** Trecho fornecido **
****

Pronto-socorro filosófico

O escritor norueguês Jostein Gaarder propôs a si mesmo, com O mundo de Sofia (1991), um duplo desafio: contar uma história imaginária e, dentro dela, resumir toda a filosofia ocidental. Saiu-se melhor na parte mais importante, a do resumo; realmente, seu livro apresenta um verdadeiro pronto-socorro filosófico para leigos nessa matéria ao selecionar, com didatismo e economia, os maiores problemas do pensamento desde os filósofos pré-socráticos até a metade do século XX. É verdade que “pula” nomes importantes como Schopenhauer, Nietzsche e Wittgenstein, mas vale por uma boa apresentação da tradição filosófica. Quanto ao aspecto ficcional…

A história de Sofia Amundsen não passa de um veículo para o verdadeiro assunto, mas, a partir da metade do livro, a narração se embanana bastante, principalmente devido à tentativa de construir um contraponto entre as situações de Sofia e de seu duplo, outra garota norueguesa de 15 anos cujo pai, como o seu, vivia ausente devido à natureza do trabalho exercido. Um primeiro efeito bem visível desse descaminho é o aumento das intervenções puramente fáticas, do tipo “Acho que entendo o que você quer dizer”, nas quais Sofia se dirige a seu interlocutor, Alberto Knox. Ele também é um duplo, aliás quase homônimo, do pai de Hilde, a outra garota.

****

** Entradas de dados **
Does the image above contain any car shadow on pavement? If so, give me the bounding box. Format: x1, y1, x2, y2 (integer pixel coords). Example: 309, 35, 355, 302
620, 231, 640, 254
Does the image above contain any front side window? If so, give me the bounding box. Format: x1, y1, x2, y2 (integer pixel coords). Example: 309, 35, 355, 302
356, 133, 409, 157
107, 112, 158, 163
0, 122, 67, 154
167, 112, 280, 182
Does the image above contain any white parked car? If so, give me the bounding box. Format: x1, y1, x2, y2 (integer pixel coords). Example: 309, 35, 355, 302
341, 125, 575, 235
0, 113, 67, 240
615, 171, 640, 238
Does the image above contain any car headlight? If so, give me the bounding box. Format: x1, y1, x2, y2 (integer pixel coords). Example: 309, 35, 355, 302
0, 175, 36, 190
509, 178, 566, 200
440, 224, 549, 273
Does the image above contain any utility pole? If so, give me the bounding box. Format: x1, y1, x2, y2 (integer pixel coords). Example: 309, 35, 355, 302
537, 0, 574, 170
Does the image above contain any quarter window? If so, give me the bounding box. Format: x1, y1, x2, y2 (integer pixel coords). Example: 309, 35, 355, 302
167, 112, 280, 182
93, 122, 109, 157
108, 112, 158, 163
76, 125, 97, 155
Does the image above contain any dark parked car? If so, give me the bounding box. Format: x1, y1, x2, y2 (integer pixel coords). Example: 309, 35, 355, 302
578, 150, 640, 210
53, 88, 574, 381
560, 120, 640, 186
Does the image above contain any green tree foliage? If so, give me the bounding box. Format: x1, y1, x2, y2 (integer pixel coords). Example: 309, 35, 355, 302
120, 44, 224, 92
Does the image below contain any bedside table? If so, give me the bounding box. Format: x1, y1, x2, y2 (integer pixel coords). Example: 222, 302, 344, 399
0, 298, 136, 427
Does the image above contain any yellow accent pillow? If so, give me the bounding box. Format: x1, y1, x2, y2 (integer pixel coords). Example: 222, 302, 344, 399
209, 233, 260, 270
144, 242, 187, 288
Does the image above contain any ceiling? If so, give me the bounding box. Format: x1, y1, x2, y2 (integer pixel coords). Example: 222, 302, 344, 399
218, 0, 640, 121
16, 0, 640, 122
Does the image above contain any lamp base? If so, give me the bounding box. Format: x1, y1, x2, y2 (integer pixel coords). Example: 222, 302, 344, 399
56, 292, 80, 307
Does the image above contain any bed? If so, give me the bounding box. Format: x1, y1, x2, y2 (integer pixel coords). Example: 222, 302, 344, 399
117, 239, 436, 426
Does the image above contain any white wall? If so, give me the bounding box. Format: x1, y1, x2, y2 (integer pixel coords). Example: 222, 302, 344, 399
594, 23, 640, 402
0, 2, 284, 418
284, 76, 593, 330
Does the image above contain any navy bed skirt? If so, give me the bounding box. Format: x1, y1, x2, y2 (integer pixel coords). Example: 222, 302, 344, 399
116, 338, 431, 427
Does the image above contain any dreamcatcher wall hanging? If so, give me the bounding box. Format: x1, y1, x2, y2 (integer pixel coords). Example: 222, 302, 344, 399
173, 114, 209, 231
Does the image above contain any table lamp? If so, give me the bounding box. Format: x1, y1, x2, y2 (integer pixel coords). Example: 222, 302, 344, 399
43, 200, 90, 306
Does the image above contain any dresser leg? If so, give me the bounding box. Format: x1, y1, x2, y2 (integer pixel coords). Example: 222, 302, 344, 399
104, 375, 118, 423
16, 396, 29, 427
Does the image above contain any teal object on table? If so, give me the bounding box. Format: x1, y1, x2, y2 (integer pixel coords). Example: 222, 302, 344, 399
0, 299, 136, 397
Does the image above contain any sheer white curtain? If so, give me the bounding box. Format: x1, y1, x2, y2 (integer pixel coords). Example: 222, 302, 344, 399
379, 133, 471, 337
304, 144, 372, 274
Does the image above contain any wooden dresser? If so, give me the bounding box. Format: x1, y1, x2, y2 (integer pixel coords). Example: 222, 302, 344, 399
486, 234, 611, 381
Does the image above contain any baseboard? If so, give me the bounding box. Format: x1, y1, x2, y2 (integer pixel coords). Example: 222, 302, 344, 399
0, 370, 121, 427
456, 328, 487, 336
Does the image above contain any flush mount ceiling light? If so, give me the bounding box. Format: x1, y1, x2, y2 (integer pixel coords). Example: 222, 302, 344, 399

****

** Tarefas **
1) Liste os filósofos que, segundo a resenha sobre O mundo de Sofia, o livro deixa de fora.
2) Prossiga a resenha sobre O mundo de Sofia a partir da última frase apresentada.

** Respostas do exercício **
1) Schopenhauer, Nietzsche e Wittgenstein.

2)
Essa armação até que funciona bem na primeira metade do romance, não chegando a prejudicar o objetivo principal. Ocorre que, quanto mais a narrativa se aproxima de seu desfecho, mais casuísmos vão sendo necessários para eliminar as pontas soltas do enredo. Assim, do ponto de vista ficcional, O mundo de Sofia resulta bastante manco.

Para quem, cheio da boa vontade de iniciar-se na filosofia, fechar os olhos a esse defeito, a leitura pode ser um grande acontecimento existencial. Dificilmente haverá lugar melhor para compreender as grandes questões do pensamento ocidental, tratadas em misteriosos envelopes que certo dia a protagonista começa a receber. A mãe de Sofia, devido ao comportamento estranhável da filha, que começa a ficar cheia de mistérios, chega a sondá-la sobre a possibilidade de ela estar namorando um usuário de drogas. Mas o “namorado” era, de fato, um cinquentão que resolvera contemplar a garota com um curso completo de filosofia por correspondência. Mais adiante, as aulas começam a ser presenciais, e assim continuam até o final do livro.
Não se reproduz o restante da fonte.